Conjunto de registros -
• • • • • • •

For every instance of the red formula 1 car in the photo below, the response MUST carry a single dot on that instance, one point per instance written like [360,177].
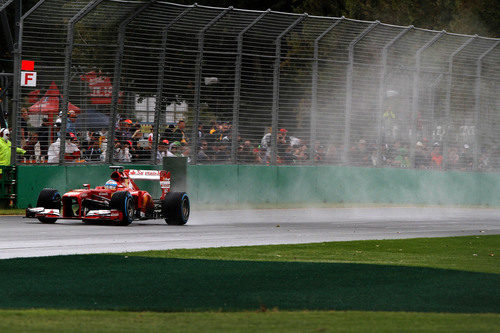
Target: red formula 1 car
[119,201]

• • • • • • •

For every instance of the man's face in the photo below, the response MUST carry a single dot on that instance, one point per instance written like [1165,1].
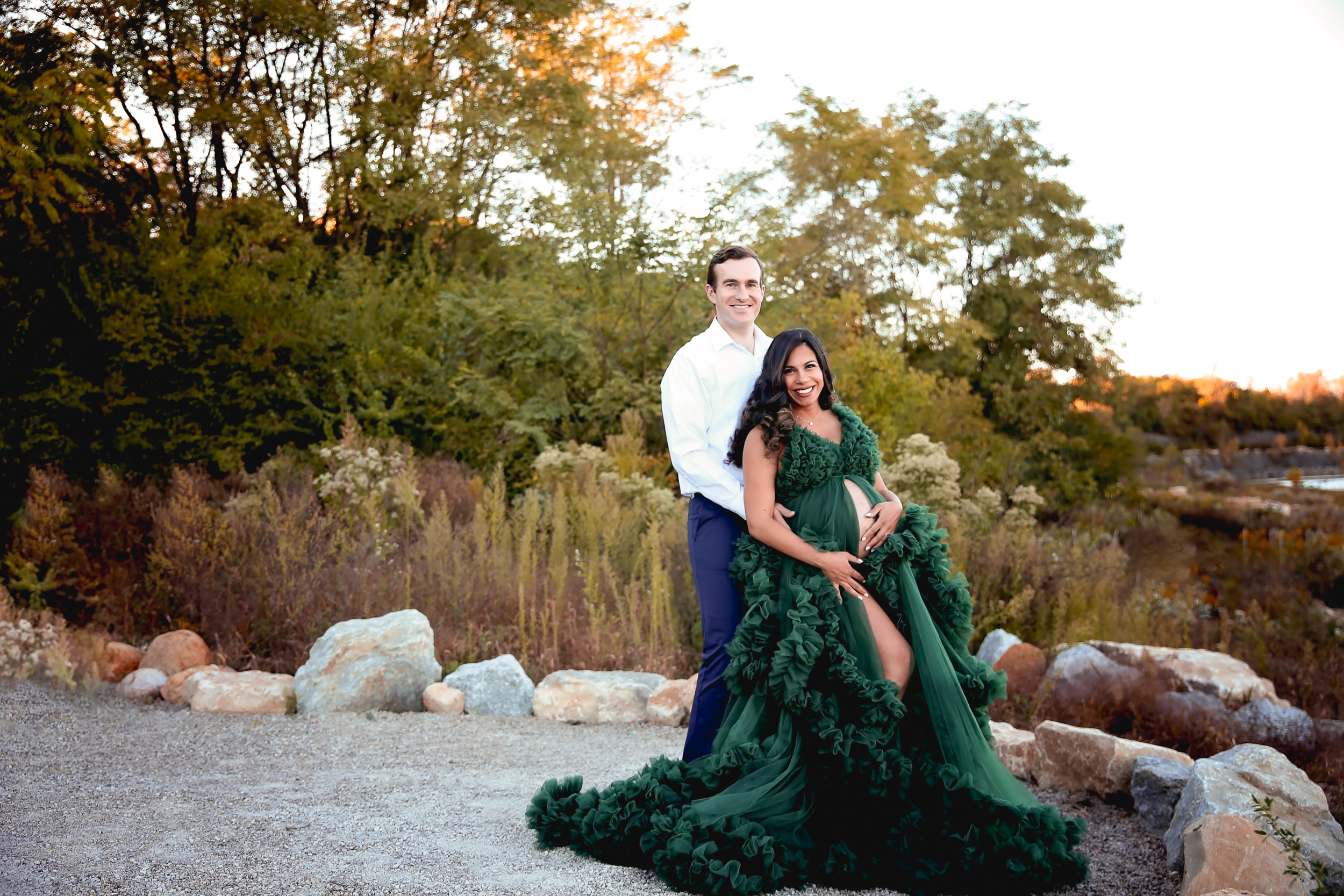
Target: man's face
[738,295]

• • • • • • •

O que fazer - Selecione e copie cada linha acima em que aparece a palavra "that". Considere a diferença entre maiúsculas e minúsculas.

Resultado -
For every instance of the red formula 1 car in the photo below, the response MUST carry a single dot on that instance, one point per instance written like [360,177].
For every instance of the man's face in the photo below, the response MUST carry a single dot on that instance, one point per instance written like [1165,1].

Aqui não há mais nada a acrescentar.